■ **INSTRUÇÕES DA TAREFA**
Continue o trecho sobre a Sociedade de Cultura Artística a partir da última frase apresentada.

Um grupo de intelectuais da elite paulistana criou, em 1912, a SCA, Sociedade de Cultura Artística. A ata da fundação foi assinada na sede do jornal O Estado de S. Paulo, e até hoje o estatuto determina que o conselho da Sociedade deva ser presidido por um diretor do jornal. Inspirada em similares européias e, sobretudo, nos salões literários de Paris, a Sociedade surgiu para promover palestras sobre temas ligados à cultura, aos quais se seguiriam recitais de música clássica.
Os saraus – custeados por mensalidades e ingressos – no começo eram organizados em diversas casas de espetáculos, como o então novíssimo Teatro Municipal. Com o passar das décadas, as palestras foram abandonadas e a instituição passou a ser conhecida – e admirada – pela programação de música erudita, balé e ópera. Em boa medida, a Sociedade de Cultura Artística foi responsável pela formação cultural de um setor da burguesia paulista, que pretendia mimetizar hábitos europeus.

■ **REGISTROS BRUTOS**
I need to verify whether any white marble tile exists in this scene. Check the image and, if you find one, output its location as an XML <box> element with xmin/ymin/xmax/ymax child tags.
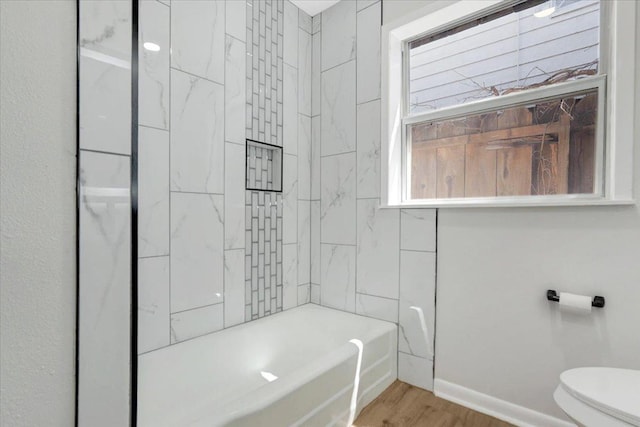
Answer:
<box><xmin>282</xmin><ymin>0</ymin><xmax>298</xmax><ymax>68</ymax></box>
<box><xmin>298</xmin><ymin>29</ymin><xmax>312</xmax><ymax>116</ymax></box>
<box><xmin>225</xmin><ymin>0</ymin><xmax>247</xmax><ymax>41</ymax></box>
<box><xmin>282</xmin><ymin>243</ymin><xmax>298</xmax><ymax>310</ymax></box>
<box><xmin>138</xmin><ymin>256</ymin><xmax>170</xmax><ymax>353</ymax></box>
<box><xmin>320</xmin><ymin>153</ymin><xmax>356</xmax><ymax>245</ymax></box>
<box><xmin>171</xmin><ymin>193</ymin><xmax>224</xmax><ymax>313</ymax></box>
<box><xmin>138</xmin><ymin>125</ymin><xmax>169</xmax><ymax>257</ymax></box>
<box><xmin>311</xmin><ymin>116</ymin><xmax>320</xmax><ymax>200</ymax></box>
<box><xmin>78</xmin><ymin>151</ymin><xmax>131</xmax><ymax>425</ymax></box>
<box><xmin>282</xmin><ymin>64</ymin><xmax>298</xmax><ymax>154</ymax></box>
<box><xmin>171</xmin><ymin>70</ymin><xmax>224</xmax><ymax>194</ymax></box>
<box><xmin>79</xmin><ymin>1</ymin><xmax>131</xmax><ymax>154</ymax></box>
<box><xmin>356</xmin><ymin>100</ymin><xmax>380</xmax><ymax>198</ymax></box>
<box><xmin>321</xmin><ymin>1</ymin><xmax>356</xmax><ymax>71</ymax></box>
<box><xmin>311</xmin><ymin>13</ymin><xmax>322</xmax><ymax>34</ymax></box>
<box><xmin>356</xmin><ymin>0</ymin><xmax>379</xmax><ymax>12</ymax></box>
<box><xmin>310</xmin><ymin>200</ymin><xmax>320</xmax><ymax>284</ymax></box>
<box><xmin>320</xmin><ymin>61</ymin><xmax>356</xmax><ymax>156</ymax></box>
<box><xmin>298</xmin><ymin>114</ymin><xmax>311</xmax><ymax>200</ymax></box>
<box><xmin>298</xmin><ymin>283</ymin><xmax>311</xmax><ymax>305</ymax></box>
<box><xmin>357</xmin><ymin>3</ymin><xmax>381</xmax><ymax>104</ymax></box>
<box><xmin>224</xmin><ymin>143</ymin><xmax>246</xmax><ymax>249</ymax></box>
<box><xmin>320</xmin><ymin>244</ymin><xmax>356</xmax><ymax>313</ymax></box>
<box><xmin>357</xmin><ymin>199</ymin><xmax>400</xmax><ymax>299</ymax></box>
<box><xmin>356</xmin><ymin>293</ymin><xmax>398</xmax><ymax>323</ymax></box>
<box><xmin>297</xmin><ymin>200</ymin><xmax>311</xmax><ymax>285</ymax></box>
<box><xmin>282</xmin><ymin>154</ymin><xmax>298</xmax><ymax>244</ymax></box>
<box><xmin>398</xmin><ymin>251</ymin><xmax>436</xmax><ymax>358</ymax></box>
<box><xmin>171</xmin><ymin>304</ymin><xmax>224</xmax><ymax>344</ymax></box>
<box><xmin>224</xmin><ymin>36</ymin><xmax>247</xmax><ymax>144</ymax></box>
<box><xmin>309</xmin><ymin>283</ymin><xmax>320</xmax><ymax>304</ymax></box>
<box><xmin>298</xmin><ymin>9</ymin><xmax>311</xmax><ymax>34</ymax></box>
<box><xmin>138</xmin><ymin>1</ymin><xmax>171</xmax><ymax>129</ymax></box>
<box><xmin>224</xmin><ymin>249</ymin><xmax>245</xmax><ymax>328</ymax></box>
<box><xmin>400</xmin><ymin>209</ymin><xmax>436</xmax><ymax>252</ymax></box>
<box><xmin>171</xmin><ymin>0</ymin><xmax>225</xmax><ymax>83</ymax></box>
<box><xmin>398</xmin><ymin>352</ymin><xmax>433</xmax><ymax>390</ymax></box>
<box><xmin>311</xmin><ymin>31</ymin><xmax>322</xmax><ymax>116</ymax></box>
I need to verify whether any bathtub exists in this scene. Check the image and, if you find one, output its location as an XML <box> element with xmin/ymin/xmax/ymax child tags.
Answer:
<box><xmin>138</xmin><ymin>304</ymin><xmax>397</xmax><ymax>427</ymax></box>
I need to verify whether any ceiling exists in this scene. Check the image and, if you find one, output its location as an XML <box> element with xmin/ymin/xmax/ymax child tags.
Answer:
<box><xmin>291</xmin><ymin>0</ymin><xmax>340</xmax><ymax>16</ymax></box>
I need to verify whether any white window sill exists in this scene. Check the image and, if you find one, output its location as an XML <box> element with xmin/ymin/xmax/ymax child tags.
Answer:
<box><xmin>380</xmin><ymin>197</ymin><xmax>636</xmax><ymax>209</ymax></box>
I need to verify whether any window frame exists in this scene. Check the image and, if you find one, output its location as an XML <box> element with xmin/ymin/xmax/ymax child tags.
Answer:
<box><xmin>381</xmin><ymin>0</ymin><xmax>637</xmax><ymax>207</ymax></box>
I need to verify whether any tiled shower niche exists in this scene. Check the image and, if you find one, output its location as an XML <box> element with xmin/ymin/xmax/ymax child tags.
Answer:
<box><xmin>246</xmin><ymin>139</ymin><xmax>282</xmax><ymax>193</ymax></box>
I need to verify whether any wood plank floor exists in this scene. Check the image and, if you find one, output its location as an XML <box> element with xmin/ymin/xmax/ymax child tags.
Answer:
<box><xmin>353</xmin><ymin>381</ymin><xmax>511</xmax><ymax>427</ymax></box>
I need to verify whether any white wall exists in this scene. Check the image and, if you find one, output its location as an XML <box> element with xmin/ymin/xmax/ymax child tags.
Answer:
<box><xmin>436</xmin><ymin>4</ymin><xmax>640</xmax><ymax>417</ymax></box>
<box><xmin>0</xmin><ymin>1</ymin><xmax>76</xmax><ymax>427</ymax></box>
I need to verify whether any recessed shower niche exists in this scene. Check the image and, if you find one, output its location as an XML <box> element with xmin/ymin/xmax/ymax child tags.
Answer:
<box><xmin>245</xmin><ymin>139</ymin><xmax>282</xmax><ymax>193</ymax></box>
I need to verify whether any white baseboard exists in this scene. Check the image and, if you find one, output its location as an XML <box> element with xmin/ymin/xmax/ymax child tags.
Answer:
<box><xmin>433</xmin><ymin>378</ymin><xmax>575</xmax><ymax>427</ymax></box>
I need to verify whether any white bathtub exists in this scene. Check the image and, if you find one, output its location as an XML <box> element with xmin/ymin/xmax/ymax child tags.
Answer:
<box><xmin>138</xmin><ymin>304</ymin><xmax>397</xmax><ymax>427</ymax></box>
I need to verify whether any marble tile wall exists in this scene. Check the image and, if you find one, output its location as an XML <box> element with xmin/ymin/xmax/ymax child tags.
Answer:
<box><xmin>138</xmin><ymin>0</ymin><xmax>312</xmax><ymax>353</ymax></box>
<box><xmin>310</xmin><ymin>0</ymin><xmax>436</xmax><ymax>389</ymax></box>
<box><xmin>78</xmin><ymin>0</ymin><xmax>131</xmax><ymax>426</ymax></box>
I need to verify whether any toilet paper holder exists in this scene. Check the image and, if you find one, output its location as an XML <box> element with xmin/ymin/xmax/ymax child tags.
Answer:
<box><xmin>547</xmin><ymin>289</ymin><xmax>604</xmax><ymax>308</ymax></box>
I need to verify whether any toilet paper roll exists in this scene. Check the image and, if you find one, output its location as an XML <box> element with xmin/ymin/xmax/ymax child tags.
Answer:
<box><xmin>558</xmin><ymin>292</ymin><xmax>591</xmax><ymax>312</ymax></box>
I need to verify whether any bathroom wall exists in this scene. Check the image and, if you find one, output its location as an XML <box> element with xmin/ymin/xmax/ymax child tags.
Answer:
<box><xmin>0</xmin><ymin>1</ymin><xmax>76</xmax><ymax>427</ymax></box>
<box><xmin>436</xmin><ymin>8</ymin><xmax>640</xmax><ymax>418</ymax></box>
<box><xmin>138</xmin><ymin>0</ymin><xmax>311</xmax><ymax>353</ymax></box>
<box><xmin>311</xmin><ymin>1</ymin><xmax>436</xmax><ymax>389</ymax></box>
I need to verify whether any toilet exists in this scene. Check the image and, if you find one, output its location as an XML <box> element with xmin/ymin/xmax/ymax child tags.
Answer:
<box><xmin>553</xmin><ymin>368</ymin><xmax>640</xmax><ymax>427</ymax></box>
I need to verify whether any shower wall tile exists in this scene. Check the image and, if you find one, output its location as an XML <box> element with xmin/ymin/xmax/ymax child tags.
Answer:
<box><xmin>356</xmin><ymin>199</ymin><xmax>400</xmax><ymax>299</ymax></box>
<box><xmin>225</xmin><ymin>0</ymin><xmax>247</xmax><ymax>41</ymax></box>
<box><xmin>224</xmin><ymin>143</ymin><xmax>246</xmax><ymax>249</ymax></box>
<box><xmin>298</xmin><ymin>29</ymin><xmax>312</xmax><ymax>116</ymax></box>
<box><xmin>171</xmin><ymin>71</ymin><xmax>224</xmax><ymax>194</ymax></box>
<box><xmin>171</xmin><ymin>193</ymin><xmax>224</xmax><ymax>313</ymax></box>
<box><xmin>79</xmin><ymin>1</ymin><xmax>131</xmax><ymax>154</ymax></box>
<box><xmin>297</xmin><ymin>200</ymin><xmax>311</xmax><ymax>285</ymax></box>
<box><xmin>398</xmin><ymin>251</ymin><xmax>436</xmax><ymax>358</ymax></box>
<box><xmin>311</xmin><ymin>200</ymin><xmax>320</xmax><ymax>285</ymax></box>
<box><xmin>138</xmin><ymin>125</ymin><xmax>169</xmax><ymax>257</ymax></box>
<box><xmin>224</xmin><ymin>35</ymin><xmax>247</xmax><ymax>144</ymax></box>
<box><xmin>298</xmin><ymin>114</ymin><xmax>312</xmax><ymax>200</ymax></box>
<box><xmin>282</xmin><ymin>243</ymin><xmax>298</xmax><ymax>310</ymax></box>
<box><xmin>282</xmin><ymin>154</ymin><xmax>298</xmax><ymax>244</ymax></box>
<box><xmin>283</xmin><ymin>0</ymin><xmax>298</xmax><ymax>68</ymax></box>
<box><xmin>282</xmin><ymin>64</ymin><xmax>298</xmax><ymax>154</ymax></box>
<box><xmin>356</xmin><ymin>293</ymin><xmax>398</xmax><ymax>323</ymax></box>
<box><xmin>138</xmin><ymin>256</ymin><xmax>170</xmax><ymax>353</ymax></box>
<box><xmin>320</xmin><ymin>61</ymin><xmax>356</xmax><ymax>156</ymax></box>
<box><xmin>320</xmin><ymin>153</ymin><xmax>356</xmax><ymax>245</ymax></box>
<box><xmin>320</xmin><ymin>244</ymin><xmax>356</xmax><ymax>313</ymax></box>
<box><xmin>311</xmin><ymin>31</ymin><xmax>322</xmax><ymax>116</ymax></box>
<box><xmin>224</xmin><ymin>249</ymin><xmax>245</xmax><ymax>328</ymax></box>
<box><xmin>171</xmin><ymin>304</ymin><xmax>224</xmax><ymax>344</ymax></box>
<box><xmin>357</xmin><ymin>2</ymin><xmax>382</xmax><ymax>104</ymax></box>
<box><xmin>400</xmin><ymin>209</ymin><xmax>436</xmax><ymax>252</ymax></box>
<box><xmin>356</xmin><ymin>0</ymin><xmax>379</xmax><ymax>12</ymax></box>
<box><xmin>357</xmin><ymin>100</ymin><xmax>380</xmax><ymax>198</ymax></box>
<box><xmin>310</xmin><ymin>283</ymin><xmax>320</xmax><ymax>304</ymax></box>
<box><xmin>171</xmin><ymin>0</ymin><xmax>225</xmax><ymax>85</ymax></box>
<box><xmin>138</xmin><ymin>1</ymin><xmax>171</xmax><ymax>129</ymax></box>
<box><xmin>298</xmin><ymin>9</ymin><xmax>311</xmax><ymax>34</ymax></box>
<box><xmin>398</xmin><ymin>352</ymin><xmax>433</xmax><ymax>390</ymax></box>
<box><xmin>311</xmin><ymin>116</ymin><xmax>320</xmax><ymax>200</ymax></box>
<box><xmin>298</xmin><ymin>283</ymin><xmax>311</xmax><ymax>305</ymax></box>
<box><xmin>78</xmin><ymin>150</ymin><xmax>131</xmax><ymax>425</ymax></box>
<box><xmin>322</xmin><ymin>1</ymin><xmax>356</xmax><ymax>71</ymax></box>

■ **RESPOSTA ABAIXO**
Desde os primeiros anos, a SCA cogitou construir uma sede. Em 1919, a diretoria comprou uma gleba de quase 5 mil metros quadrados, numa ruela que desembocava no começo da rua da Consolação. Sete anos depois, encomendou um projeto a Ricardo Severo, engenheiro português radicado em São Paulo. Uma escolha ideal: Severo fora um dos fundadores da Sociedade e era sócio do escritório Ramos de Azevedo, o mais ativo arquiteto da cidade na primeira metade do século passado. Ele desenhou um suntuoso teatro em estilo neocolonial (com platéia de 2 400 lugares), jardins, restaurante, galeria de exposição e biblioteca. Sem recursos, o plano ficou no papel. Quinze anos depois, nova encomenda, dessa vez ao escritório de Severo, que desenhou um edifício art déco (com 1 500 cadeiras). O projeto também não vingou.
Em 1940, Esther Mesquita, filha de Júlio Mesquita – o diretor do Estadão –, fez uma nova encomenda. Solteira, culta, fluente em cinco línguas e melômana, foi ela quem consolidou a SCA. O escolhido foi Rino Levi. Paulistano, ele estudara em Roma e se tornara conhecido por aclimatar o racionalismo modernista aos trópicos. A obra era um reflexo de sua personalidade séria e contida.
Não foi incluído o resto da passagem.